------ ESTRATTO DELLA PAGINA ------

C’è chi non ha più i soldi per la benzina.
Chi ha intaccato i propri risparmi per iniziare il mese.
L’anno scorso è stato mobilitato un esercito di 75mila supplenti per sostituire gli insegnanti di ruolo.
Di questi, circa 25mila hanno firmato un contratto annuale, gli altri hanno lavorato per molte meno ore, anche solo per un giorno.
E quasi diecimila di loro non percepiscono lo stipendio da dicembre o addirittura novembre.
Sull’altare sacrificale dei tagli, oltre i docenti precari c’è anche il personale Ata, segretari e bidelli.
La denuncia arriva dalla Fcl Cgil, che per il 27 febbraio ha organizzato un incontro con il Miur.
La colpa è dei ministri dell’Istruzione e del Tesoro: “Indifferenti e incapaci di difendere la scuola – commenta Annamaria Santoro, segretaria nazionale Fcl Cgil. Con la spending review dello scorso luglio il governo Monti ha previsto che dal primo gennaio del 2013 il pagamento dei supplenti saltuari diventasse di competenza del Ministero dell’Economia allo scopo di sgravare le scuole da oneri amministrativi.
È la formula del “Cedolino unico”.
Altro che alleggerimento, però: a sei mesi di distanza regna il caos organizzativo e le scuole fanno la fame.
“Hanno sottostimato la spesa per le supplenze — spiega Santoro -: sono già stati esauriti i 196 milioni di euro stanziati nel 2013 e i 37 milioni di euro come saldo di dicembre 2012. Così alcuni istituti hanno anticipato con la cassa il pagamento del mese di dicembre”.

------ DATI REGISTRATI ------

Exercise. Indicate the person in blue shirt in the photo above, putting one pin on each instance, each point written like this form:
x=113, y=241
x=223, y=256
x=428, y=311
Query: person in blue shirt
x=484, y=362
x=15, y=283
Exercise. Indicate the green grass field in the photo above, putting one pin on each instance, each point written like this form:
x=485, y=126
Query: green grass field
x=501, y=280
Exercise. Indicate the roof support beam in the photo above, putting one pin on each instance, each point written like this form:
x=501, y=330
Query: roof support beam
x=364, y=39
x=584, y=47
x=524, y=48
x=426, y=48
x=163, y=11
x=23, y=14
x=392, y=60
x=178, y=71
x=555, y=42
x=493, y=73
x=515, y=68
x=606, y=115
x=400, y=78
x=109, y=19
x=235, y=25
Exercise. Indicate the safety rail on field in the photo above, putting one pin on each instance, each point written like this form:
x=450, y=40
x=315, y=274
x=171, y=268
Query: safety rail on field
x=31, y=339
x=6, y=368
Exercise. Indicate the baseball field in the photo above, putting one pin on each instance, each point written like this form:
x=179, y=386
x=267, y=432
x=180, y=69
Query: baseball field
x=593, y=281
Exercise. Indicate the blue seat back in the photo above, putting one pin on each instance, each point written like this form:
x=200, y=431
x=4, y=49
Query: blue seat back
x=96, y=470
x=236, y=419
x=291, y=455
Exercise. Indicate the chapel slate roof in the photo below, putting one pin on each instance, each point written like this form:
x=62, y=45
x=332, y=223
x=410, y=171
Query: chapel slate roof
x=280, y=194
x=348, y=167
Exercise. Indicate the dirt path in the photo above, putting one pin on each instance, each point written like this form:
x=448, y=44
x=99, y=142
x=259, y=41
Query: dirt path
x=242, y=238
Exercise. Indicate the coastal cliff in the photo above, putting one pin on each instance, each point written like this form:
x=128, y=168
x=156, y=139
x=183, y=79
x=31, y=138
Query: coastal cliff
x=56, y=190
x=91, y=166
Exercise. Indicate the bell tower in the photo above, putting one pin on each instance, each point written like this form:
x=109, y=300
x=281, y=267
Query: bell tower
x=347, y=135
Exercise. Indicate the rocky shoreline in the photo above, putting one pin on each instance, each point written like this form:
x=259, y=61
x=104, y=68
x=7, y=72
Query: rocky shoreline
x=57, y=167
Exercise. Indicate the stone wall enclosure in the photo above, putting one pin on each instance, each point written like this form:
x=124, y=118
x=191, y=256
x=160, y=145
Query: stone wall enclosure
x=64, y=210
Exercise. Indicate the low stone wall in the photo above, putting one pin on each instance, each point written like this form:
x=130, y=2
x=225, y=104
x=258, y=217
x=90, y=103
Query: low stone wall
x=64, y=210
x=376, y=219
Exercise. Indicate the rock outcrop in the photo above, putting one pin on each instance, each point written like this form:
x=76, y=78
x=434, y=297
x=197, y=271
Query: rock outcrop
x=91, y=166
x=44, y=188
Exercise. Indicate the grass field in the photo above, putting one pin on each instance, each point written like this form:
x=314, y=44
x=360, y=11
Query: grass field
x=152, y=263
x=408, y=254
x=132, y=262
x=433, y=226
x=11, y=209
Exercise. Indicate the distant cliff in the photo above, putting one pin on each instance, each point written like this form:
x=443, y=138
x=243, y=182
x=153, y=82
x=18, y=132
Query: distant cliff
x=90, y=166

------

● DA FARE
Ricopia l'estratto sulla scuola da "Chi ha intaccato" giù fino a "segretari e bidelli.", scrivendo "sostituti" al posto di "supplenti".

● RISULTATO DEL COMPITO
Chi ha intaccato i propri risparmi per iniziare il mese.
L’anno scorso è stato mobilitato un esercito di 75mila sostituti per sostituire gli insegnanti di ruolo.
Di questi, circa 25mila hanno firmato un contratto annuale, gli altri hanno lavorato per molte meno ore, anche solo per un giorno.
E quasi diecimila di loro non percepiscono lo stipendio da dicembre o addirittura novembre.
Sull’altare sacrificale dei tagli, oltre i docenti precari c’è anche il personale Ata, segretari e bidelli.